WORK REQUIRED:
Lay out the records below as a Markdown table with two columns, Row and Text: Row numbers each line in order, and Text gives that line. Leave out blank lines.

SUPPLIED MATERIAL:
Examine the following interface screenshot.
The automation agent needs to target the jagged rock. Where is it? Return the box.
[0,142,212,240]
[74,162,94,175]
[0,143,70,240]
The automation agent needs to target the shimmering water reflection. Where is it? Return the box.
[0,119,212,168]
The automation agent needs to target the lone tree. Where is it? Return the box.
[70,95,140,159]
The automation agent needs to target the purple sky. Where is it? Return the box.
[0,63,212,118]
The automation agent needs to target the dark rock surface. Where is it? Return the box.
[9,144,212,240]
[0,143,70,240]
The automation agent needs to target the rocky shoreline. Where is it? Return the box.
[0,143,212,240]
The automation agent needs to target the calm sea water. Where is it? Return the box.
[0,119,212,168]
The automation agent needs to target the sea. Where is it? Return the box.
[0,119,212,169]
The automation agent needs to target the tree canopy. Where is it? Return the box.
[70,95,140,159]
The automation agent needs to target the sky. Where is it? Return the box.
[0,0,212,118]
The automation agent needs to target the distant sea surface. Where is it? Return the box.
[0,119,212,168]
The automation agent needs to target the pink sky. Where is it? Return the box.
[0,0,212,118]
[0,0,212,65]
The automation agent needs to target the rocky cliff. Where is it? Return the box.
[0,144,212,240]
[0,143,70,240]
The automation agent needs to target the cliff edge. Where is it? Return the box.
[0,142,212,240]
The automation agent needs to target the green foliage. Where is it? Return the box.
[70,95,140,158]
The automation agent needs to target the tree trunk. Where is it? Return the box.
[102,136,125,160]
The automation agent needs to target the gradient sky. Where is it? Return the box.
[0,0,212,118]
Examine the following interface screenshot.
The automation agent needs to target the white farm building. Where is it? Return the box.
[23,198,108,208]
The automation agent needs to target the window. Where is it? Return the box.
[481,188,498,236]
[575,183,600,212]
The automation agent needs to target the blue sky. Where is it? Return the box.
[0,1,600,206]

SOLUTION BELOW:
| Row | Text |
|---|---|
| 1 | Examine the following interface screenshot. |
| 2 | The automation agent needs to target the jagged rock. Where is it? Return the box. |
| 3 | [0,142,212,240] |
| 4 | [74,162,94,175] |
| 5 | [0,143,70,240] |
| 6 | The automation agent needs to target the shimmering water reflection. Where is it? Return the box. |
| 7 | [0,119,212,168] |
| 8 | The automation agent needs to target the lone tree. Where is it? Return the box. |
| 9 | [70,95,140,159] |
| 10 | The automation agent needs to target the purple sky. Where is it? Return the box. |
| 11 | [0,63,212,118] |
| 12 | The automation agent needs to target the dark rock surface. Where is it? Return the box. |
| 13 | [9,144,212,240] |
| 14 | [0,143,70,240] |
| 15 | The automation agent needs to target the rocky shoreline. Where is it? Return the box. |
| 16 | [0,143,212,240] |
| 17 | The automation agent needs to target the calm sea water. Where is it? Return the box. |
| 18 | [0,119,212,168] |
| 19 | The automation agent needs to target the sea. Where is it? Return the box. |
| 20 | [0,119,212,169] |
| 21 | The automation agent needs to target the tree canopy. Where is it? Return the box. |
| 22 | [70,95,140,159] |
| 23 | The automation agent needs to target the sky. Where is it? Return the box. |
| 24 | [0,0,212,118] |
| 25 | The automation agent needs to target the distant sea surface. Where is it? Return the box. |
| 26 | [0,119,212,168] |
| 27 | The automation agent needs to target the pink sky. Where is it? Return the box. |
| 28 | [0,0,212,118] |
| 29 | [0,0,212,65] |
| 30 | The automation agent needs to target the rocky cliff. Where is it? Return the box. |
| 31 | [0,144,212,240] |
| 32 | [0,143,70,240] |
| 33 | The automation agent needs to target the cliff edge. Where is it? Return the box. |
| 34 | [0,142,212,240] |
| 35 | The automation agent needs to target the green foliage. Where is it? Return the box. |
| 36 | [70,95,140,158] |
| 37 | The automation agent needs to target the tree trunk. Where is it? Return the box. |
| 38 | [102,136,125,160] |
| 39 | The automation agent needs to target the gradient sky. Where is it? Return the box. |
| 40 | [0,0,212,118] |
| 41 | Examine the following interface screenshot. |
| 42 | The automation agent needs to target the white farm building. Where is it? Return the box. |
| 43 | [23,198,108,208] |
| 44 | The automation agent needs to target the window. Where is it? Return the box. |
| 45 | [481,188,498,236] |
| 46 | [575,183,600,212] |
| 47 | The automation agent needs to target the blue sky. Where is it? Return the box. |
| 48 | [0,1,600,206] |